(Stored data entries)
## START

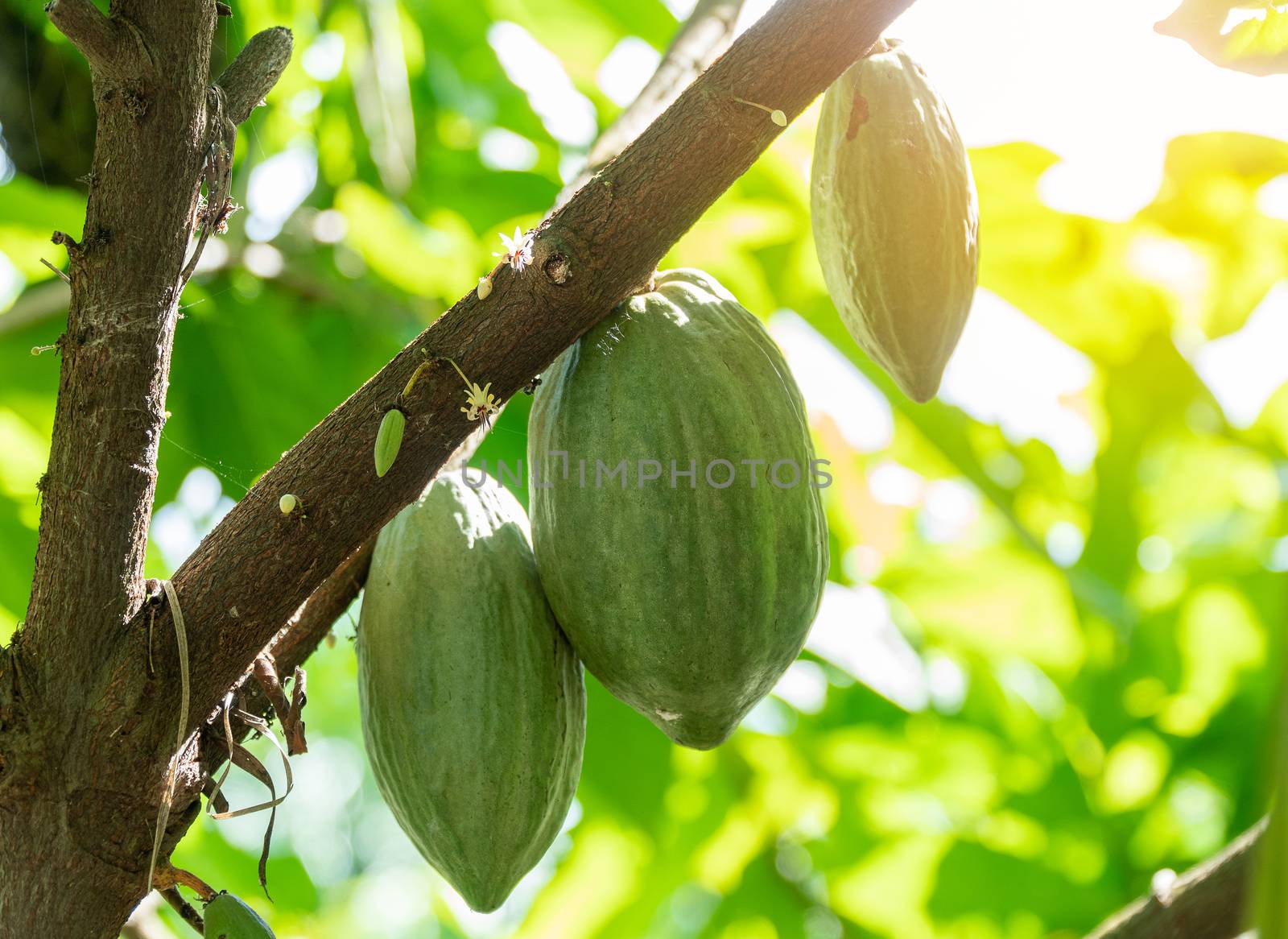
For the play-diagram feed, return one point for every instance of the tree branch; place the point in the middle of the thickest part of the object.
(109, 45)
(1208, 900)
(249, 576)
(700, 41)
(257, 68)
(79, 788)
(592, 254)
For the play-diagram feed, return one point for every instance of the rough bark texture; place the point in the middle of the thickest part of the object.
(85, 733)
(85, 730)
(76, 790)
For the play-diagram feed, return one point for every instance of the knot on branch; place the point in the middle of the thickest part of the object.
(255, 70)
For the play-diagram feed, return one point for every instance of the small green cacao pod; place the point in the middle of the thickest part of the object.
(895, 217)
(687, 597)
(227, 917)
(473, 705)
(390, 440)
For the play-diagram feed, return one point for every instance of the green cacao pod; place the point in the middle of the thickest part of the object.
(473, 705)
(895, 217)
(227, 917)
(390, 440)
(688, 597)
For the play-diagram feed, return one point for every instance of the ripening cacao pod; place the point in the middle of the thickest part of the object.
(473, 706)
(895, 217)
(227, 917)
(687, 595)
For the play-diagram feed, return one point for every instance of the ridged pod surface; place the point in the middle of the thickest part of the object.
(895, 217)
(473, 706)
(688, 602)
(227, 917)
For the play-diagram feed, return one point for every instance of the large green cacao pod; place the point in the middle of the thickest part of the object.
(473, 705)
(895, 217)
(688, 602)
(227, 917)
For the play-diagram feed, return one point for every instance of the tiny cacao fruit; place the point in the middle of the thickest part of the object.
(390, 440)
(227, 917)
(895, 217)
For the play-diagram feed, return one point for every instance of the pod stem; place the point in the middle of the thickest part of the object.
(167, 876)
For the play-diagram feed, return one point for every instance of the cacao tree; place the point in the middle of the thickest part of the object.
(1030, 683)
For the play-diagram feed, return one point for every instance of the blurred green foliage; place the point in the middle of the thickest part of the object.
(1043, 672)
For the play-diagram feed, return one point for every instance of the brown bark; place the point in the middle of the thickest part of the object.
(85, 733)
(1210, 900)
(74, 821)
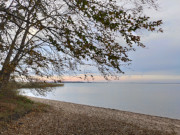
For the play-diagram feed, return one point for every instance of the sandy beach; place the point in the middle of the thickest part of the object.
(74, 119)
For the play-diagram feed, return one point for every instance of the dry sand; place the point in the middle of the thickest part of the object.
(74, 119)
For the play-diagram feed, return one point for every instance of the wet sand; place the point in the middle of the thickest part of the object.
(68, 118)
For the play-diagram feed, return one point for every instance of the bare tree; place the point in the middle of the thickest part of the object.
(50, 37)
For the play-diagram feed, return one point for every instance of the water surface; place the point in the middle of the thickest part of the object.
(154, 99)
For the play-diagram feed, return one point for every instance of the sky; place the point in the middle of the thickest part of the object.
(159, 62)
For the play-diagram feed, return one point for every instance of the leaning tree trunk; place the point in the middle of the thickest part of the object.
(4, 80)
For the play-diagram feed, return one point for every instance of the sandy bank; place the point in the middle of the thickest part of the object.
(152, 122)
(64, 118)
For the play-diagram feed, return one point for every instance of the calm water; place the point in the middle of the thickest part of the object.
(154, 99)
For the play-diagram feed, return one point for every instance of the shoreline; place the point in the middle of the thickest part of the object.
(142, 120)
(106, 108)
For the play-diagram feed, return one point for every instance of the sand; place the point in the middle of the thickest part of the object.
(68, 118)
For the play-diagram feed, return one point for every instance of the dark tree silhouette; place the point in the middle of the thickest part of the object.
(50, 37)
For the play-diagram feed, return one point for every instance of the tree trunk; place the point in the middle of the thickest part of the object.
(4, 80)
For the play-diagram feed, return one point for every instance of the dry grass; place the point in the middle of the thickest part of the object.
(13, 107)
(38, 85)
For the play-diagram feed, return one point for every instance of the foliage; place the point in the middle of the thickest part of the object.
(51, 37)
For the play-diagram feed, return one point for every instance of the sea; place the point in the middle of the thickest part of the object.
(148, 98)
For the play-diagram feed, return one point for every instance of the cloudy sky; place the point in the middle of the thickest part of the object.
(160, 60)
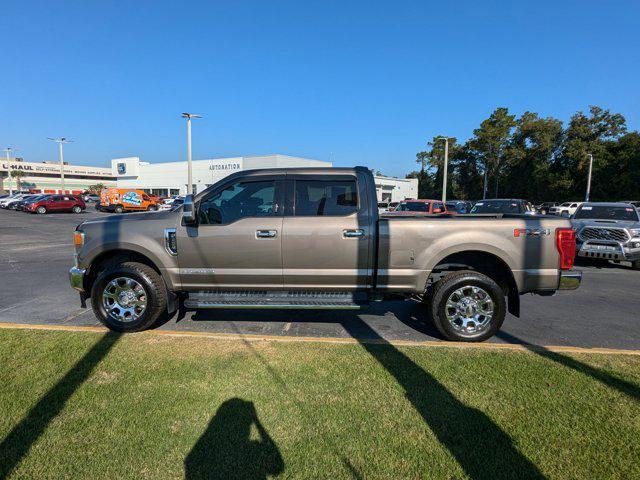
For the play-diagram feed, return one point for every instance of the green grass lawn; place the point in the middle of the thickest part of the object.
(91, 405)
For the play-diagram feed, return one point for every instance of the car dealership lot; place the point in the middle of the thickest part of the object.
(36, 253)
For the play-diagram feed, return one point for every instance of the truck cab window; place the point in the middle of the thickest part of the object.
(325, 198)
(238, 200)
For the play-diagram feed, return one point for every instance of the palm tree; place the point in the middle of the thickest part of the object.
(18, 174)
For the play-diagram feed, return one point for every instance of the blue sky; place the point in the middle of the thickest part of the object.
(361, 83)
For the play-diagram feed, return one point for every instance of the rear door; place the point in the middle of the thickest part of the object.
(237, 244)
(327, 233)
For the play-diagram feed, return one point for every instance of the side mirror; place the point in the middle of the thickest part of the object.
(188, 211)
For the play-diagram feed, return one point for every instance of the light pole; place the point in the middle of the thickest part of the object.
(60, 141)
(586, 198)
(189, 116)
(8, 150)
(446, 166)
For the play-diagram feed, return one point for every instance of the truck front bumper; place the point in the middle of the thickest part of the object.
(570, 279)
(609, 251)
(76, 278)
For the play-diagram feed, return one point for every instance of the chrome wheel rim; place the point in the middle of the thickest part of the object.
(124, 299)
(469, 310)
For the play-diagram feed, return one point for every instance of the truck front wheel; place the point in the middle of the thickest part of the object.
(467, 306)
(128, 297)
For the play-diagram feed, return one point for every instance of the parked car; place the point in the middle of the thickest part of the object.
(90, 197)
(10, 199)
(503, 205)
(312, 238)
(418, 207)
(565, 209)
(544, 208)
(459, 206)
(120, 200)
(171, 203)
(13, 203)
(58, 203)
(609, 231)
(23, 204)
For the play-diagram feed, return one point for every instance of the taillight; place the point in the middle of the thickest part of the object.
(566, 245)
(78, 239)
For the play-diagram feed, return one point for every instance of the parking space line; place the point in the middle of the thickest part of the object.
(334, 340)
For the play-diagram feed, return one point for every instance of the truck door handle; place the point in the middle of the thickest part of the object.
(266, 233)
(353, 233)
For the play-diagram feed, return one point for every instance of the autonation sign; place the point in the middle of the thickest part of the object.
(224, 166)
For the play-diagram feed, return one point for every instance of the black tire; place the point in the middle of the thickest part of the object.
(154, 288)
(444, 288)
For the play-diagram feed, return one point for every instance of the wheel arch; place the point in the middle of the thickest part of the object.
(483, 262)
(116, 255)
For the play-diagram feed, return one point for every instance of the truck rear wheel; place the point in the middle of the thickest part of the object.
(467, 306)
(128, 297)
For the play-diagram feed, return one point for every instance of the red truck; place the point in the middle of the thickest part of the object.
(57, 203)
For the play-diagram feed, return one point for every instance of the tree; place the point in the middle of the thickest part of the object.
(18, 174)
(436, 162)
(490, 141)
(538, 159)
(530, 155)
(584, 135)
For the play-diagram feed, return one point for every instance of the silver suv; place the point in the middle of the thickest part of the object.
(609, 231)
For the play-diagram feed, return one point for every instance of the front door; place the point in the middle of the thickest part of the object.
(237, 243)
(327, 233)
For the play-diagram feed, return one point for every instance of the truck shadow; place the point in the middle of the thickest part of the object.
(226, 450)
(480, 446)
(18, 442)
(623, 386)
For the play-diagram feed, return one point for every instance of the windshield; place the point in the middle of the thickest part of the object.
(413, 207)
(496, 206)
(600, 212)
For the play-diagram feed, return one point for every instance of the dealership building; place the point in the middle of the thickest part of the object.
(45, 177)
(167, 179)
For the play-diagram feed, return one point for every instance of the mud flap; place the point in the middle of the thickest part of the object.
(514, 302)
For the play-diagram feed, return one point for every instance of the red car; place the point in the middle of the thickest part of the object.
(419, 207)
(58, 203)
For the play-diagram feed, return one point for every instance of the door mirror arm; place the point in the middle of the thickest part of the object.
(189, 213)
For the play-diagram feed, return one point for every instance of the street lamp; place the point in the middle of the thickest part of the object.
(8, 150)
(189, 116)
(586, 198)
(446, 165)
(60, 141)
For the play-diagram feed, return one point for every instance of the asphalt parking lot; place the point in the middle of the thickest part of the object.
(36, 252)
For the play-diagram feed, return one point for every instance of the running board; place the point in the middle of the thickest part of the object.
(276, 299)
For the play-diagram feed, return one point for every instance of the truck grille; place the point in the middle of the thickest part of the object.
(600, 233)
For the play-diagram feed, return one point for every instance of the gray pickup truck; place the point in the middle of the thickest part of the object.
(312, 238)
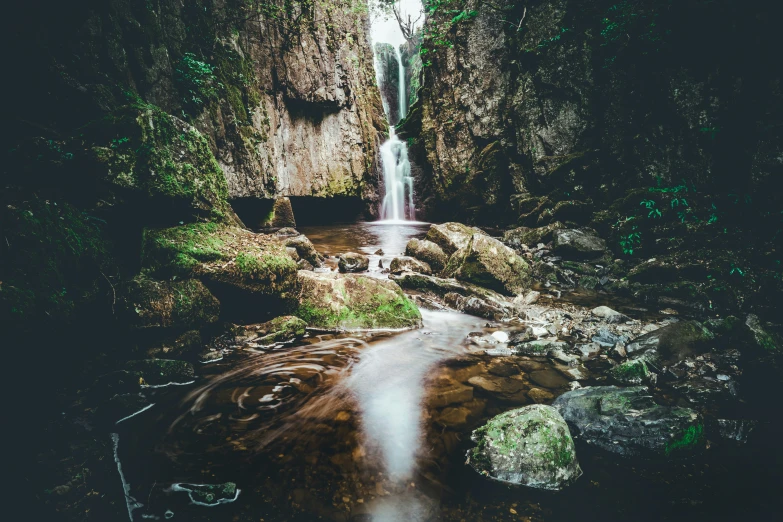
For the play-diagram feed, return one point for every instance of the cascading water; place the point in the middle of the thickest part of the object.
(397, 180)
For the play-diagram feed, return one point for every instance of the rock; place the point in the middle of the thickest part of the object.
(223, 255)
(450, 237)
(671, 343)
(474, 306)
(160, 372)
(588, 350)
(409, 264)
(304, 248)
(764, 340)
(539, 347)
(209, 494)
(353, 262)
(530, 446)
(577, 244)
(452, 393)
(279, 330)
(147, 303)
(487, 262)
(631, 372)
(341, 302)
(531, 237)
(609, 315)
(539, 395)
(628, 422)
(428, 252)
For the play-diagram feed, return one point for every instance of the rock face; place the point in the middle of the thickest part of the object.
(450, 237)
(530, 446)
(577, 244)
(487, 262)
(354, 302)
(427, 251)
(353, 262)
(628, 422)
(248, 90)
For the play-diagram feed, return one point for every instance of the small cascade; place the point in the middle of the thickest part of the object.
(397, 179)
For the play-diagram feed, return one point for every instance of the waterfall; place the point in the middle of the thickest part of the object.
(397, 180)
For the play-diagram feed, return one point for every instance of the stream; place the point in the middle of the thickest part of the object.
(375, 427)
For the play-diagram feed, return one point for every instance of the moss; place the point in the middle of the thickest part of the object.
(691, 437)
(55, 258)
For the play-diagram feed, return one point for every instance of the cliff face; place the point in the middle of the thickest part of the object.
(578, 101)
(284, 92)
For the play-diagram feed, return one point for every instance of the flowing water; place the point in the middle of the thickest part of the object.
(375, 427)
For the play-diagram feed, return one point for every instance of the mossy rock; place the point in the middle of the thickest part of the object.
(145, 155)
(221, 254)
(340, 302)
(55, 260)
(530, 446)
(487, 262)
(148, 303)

## END

▸ **WHAT YOU HAVE TO DO**
Output only the lines from the one holding "of the rock;" through the last line above, exactly as they appear.

▸ **SOLUTION FOR THIS PROBLEM**
For the play-diagram feed, return one point for every instance of the rock; place the point in the middle of the thickest part of the object.
(223, 255)
(450, 237)
(671, 343)
(474, 306)
(160, 372)
(588, 350)
(409, 264)
(304, 248)
(764, 340)
(539, 347)
(209, 494)
(353, 262)
(530, 446)
(577, 244)
(452, 393)
(279, 330)
(147, 303)
(487, 262)
(631, 372)
(341, 302)
(531, 237)
(609, 315)
(539, 395)
(628, 422)
(428, 252)
For the play-diagram feed, return one point for every instance of the rock face; place the point in the middle of the thickest part of the object.
(450, 237)
(530, 446)
(577, 244)
(487, 262)
(354, 302)
(427, 251)
(353, 262)
(628, 422)
(248, 90)
For the play-diagram feed, return one point for every instance of the small cascade; place the point in the middle of the thickest part of the object.
(397, 179)
For the play-diagram feed, return one point for every instance of the waterfall; place the point in the middle of the thickest part of the object.
(397, 180)
For the play-diagram feed, return one point for every instance of the stream; place the point in the middle of the thickest part of the object.
(375, 427)
For the play-diagram feed, return one point for every instance of the moss; place the point in the middle of the thickest part of the object.
(691, 437)
(55, 258)
For the play-diagram feed, return one point for every instance of the cliff face; place the point in the middle of the thickest part of the object.
(578, 101)
(284, 92)
For the play-diagram feed, return one point for every instance of the flowing water; place the point in the middle of the thickest part of the object.
(375, 427)
For the play-diagram feed, return one point for every instance of the mossy rock; place the point in the middle of the thickest part of the object.
(145, 155)
(221, 254)
(340, 302)
(55, 260)
(530, 446)
(487, 262)
(148, 303)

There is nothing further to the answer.